» **PROBLEM**: Report every line below that contains the string "shadow", and copy each such line in full.

» **SOURCE MATERIAL**:
-------------------------
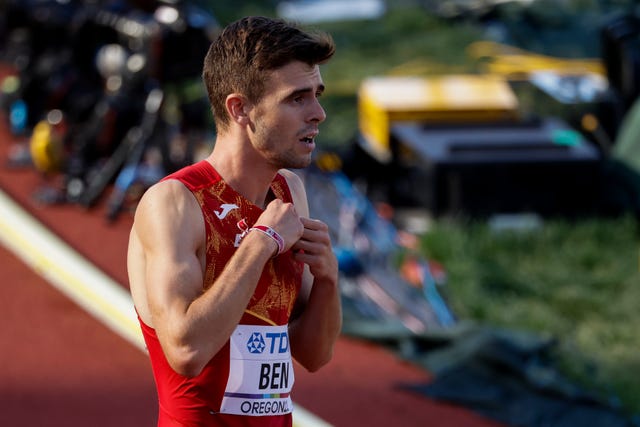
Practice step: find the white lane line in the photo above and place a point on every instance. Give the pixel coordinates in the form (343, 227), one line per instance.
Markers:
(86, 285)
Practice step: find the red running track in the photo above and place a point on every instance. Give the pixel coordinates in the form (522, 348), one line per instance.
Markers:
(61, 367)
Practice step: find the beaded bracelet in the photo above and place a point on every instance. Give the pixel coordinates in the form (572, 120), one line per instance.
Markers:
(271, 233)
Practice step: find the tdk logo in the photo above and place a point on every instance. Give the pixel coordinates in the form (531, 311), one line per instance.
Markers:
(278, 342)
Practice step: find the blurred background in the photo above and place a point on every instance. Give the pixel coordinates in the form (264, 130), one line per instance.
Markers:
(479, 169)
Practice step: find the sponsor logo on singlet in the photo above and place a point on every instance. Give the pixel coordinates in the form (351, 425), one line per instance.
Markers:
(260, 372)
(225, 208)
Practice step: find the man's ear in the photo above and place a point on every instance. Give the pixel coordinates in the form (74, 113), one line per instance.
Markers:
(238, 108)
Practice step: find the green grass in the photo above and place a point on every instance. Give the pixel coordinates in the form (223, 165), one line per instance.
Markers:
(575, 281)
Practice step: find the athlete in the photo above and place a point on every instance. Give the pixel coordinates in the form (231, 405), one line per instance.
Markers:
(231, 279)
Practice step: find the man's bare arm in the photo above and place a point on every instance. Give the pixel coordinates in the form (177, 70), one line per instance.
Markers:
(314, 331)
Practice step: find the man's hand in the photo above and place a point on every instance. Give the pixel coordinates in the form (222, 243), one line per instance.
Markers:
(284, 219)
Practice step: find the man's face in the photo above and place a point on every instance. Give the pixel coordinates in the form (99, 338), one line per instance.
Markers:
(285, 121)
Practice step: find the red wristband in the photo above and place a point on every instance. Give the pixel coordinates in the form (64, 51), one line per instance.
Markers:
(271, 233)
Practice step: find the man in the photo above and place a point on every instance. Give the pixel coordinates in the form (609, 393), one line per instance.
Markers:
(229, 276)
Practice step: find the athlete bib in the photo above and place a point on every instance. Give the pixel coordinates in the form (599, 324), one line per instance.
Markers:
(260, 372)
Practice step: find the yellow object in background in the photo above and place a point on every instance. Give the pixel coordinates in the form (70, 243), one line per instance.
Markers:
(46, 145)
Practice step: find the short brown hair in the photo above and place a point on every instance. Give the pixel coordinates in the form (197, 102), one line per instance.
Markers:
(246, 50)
-------------------------
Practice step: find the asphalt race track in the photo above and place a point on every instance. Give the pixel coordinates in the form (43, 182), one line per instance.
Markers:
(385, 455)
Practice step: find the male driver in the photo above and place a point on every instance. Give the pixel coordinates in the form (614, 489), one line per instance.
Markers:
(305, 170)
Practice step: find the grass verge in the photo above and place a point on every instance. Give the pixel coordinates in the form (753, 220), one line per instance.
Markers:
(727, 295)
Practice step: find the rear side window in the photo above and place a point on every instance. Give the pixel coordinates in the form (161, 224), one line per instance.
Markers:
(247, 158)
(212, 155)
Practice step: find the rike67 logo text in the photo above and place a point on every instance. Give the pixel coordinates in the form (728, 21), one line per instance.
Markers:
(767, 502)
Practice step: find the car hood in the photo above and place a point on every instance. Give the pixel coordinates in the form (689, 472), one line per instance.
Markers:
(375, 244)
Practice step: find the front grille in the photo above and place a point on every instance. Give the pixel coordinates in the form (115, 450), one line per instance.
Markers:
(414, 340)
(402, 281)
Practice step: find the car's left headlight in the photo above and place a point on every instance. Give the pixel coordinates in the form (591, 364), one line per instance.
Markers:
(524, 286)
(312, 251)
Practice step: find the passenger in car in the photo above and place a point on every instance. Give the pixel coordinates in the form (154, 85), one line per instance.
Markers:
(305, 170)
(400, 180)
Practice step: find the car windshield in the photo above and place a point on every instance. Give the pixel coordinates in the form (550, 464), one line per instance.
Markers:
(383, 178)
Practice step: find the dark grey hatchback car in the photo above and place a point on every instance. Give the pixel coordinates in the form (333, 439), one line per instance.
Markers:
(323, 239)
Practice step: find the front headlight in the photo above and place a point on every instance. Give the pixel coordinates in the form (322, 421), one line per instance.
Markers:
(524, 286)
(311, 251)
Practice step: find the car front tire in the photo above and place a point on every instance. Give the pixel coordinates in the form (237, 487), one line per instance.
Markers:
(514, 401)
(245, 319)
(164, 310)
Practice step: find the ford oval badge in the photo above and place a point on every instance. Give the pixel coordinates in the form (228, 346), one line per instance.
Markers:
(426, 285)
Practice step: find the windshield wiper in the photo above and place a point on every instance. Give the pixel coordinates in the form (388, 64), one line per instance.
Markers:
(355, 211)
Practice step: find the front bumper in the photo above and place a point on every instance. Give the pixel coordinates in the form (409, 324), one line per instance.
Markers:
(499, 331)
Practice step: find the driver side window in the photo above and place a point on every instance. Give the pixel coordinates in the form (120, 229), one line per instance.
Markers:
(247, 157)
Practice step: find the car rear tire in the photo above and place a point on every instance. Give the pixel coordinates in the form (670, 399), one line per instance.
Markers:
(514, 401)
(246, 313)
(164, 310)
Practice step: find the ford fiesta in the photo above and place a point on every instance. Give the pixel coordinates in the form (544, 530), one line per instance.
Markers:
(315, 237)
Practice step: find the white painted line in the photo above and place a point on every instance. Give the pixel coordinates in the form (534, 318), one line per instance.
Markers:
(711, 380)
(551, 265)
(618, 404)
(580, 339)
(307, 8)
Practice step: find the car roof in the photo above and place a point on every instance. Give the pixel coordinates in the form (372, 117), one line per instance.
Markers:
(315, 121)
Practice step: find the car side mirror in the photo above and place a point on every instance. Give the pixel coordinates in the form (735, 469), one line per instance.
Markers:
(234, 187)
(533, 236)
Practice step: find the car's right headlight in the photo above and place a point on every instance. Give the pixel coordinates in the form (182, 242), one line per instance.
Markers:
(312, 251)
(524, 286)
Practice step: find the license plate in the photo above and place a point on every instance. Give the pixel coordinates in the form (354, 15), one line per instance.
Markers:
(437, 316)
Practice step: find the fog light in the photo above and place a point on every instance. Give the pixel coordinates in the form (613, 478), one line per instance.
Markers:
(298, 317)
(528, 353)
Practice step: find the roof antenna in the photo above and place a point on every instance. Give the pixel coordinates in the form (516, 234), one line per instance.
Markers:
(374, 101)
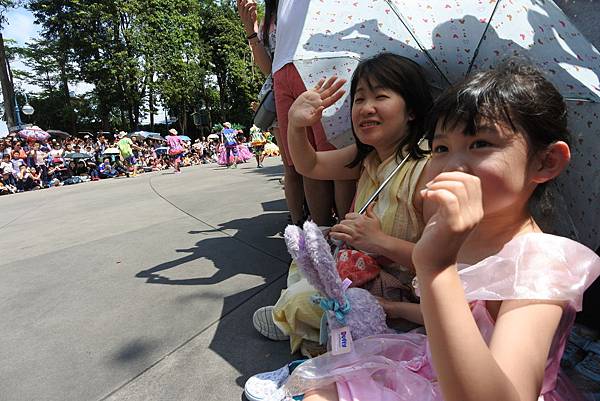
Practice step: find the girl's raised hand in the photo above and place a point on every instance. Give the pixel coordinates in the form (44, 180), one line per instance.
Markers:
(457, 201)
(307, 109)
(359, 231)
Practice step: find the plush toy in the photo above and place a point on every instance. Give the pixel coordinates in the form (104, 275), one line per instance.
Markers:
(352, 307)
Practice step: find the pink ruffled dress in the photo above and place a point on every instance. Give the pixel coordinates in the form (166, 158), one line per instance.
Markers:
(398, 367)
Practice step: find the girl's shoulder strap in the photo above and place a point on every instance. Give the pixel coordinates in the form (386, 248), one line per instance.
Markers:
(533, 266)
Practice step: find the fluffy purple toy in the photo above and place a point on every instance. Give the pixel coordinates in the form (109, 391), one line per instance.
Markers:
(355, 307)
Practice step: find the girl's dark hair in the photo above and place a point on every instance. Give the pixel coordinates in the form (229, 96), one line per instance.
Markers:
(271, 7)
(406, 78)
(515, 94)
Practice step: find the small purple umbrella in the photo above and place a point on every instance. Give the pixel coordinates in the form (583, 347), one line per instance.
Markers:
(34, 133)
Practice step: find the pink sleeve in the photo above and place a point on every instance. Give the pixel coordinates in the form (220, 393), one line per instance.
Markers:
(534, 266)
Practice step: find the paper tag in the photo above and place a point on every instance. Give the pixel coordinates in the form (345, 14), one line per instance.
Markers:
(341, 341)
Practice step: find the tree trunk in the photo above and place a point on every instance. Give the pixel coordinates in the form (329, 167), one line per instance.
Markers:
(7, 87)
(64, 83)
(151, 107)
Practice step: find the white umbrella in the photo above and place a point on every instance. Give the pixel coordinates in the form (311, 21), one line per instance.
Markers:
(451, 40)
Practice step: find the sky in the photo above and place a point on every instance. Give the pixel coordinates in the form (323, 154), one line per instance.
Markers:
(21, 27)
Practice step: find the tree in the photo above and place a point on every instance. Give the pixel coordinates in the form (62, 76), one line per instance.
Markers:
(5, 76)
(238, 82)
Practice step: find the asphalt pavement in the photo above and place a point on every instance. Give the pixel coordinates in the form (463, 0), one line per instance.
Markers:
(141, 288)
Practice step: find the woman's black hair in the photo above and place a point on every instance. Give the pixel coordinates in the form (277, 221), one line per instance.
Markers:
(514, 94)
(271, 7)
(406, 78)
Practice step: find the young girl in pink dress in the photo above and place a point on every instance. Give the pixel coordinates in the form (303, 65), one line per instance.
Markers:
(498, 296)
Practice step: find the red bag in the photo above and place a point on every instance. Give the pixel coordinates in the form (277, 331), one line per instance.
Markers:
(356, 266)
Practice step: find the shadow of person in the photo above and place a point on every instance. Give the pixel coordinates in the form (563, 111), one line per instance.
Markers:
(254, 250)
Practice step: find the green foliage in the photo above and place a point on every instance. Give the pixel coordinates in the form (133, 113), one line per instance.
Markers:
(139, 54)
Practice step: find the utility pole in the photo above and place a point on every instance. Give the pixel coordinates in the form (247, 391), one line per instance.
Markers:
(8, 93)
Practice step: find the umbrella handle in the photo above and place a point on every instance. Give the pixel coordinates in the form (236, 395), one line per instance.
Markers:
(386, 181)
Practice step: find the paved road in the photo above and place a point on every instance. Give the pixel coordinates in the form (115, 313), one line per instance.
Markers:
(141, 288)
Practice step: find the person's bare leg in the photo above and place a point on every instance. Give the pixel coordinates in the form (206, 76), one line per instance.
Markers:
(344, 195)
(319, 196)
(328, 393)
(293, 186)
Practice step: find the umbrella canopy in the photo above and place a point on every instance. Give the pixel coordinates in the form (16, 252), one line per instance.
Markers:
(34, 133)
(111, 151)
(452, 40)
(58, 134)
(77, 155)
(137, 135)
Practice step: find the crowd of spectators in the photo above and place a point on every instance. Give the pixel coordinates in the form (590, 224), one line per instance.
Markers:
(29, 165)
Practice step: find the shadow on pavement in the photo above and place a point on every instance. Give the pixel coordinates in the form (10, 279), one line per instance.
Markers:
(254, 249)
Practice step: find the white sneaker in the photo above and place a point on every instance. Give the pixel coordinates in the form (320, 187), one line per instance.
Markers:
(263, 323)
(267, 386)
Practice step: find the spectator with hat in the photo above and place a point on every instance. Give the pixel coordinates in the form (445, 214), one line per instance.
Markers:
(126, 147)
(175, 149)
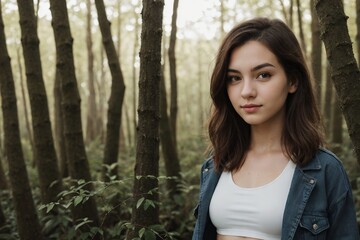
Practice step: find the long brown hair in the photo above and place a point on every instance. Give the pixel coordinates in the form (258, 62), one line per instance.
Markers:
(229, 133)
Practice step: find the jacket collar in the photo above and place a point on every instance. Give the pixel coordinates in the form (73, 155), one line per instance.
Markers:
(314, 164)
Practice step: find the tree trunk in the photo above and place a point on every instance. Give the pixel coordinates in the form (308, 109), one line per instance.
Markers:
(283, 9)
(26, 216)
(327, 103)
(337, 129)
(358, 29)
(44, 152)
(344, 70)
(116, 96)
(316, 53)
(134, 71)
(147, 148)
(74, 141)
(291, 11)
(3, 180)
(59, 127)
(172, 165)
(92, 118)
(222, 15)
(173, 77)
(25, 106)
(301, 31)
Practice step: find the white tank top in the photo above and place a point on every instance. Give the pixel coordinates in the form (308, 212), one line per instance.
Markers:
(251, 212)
-------------------------
» **PROBLEM SOLUTION**:
Practice step: find the shadow of person in the photo above and place a point on every instance. Give the pixel coordinates in the form (563, 111), one line per instance.
Practice step: find the shadow on pavement in the photo above and place a point on every instance. Give the pixel coordinates in the form (10, 279), one line per instance.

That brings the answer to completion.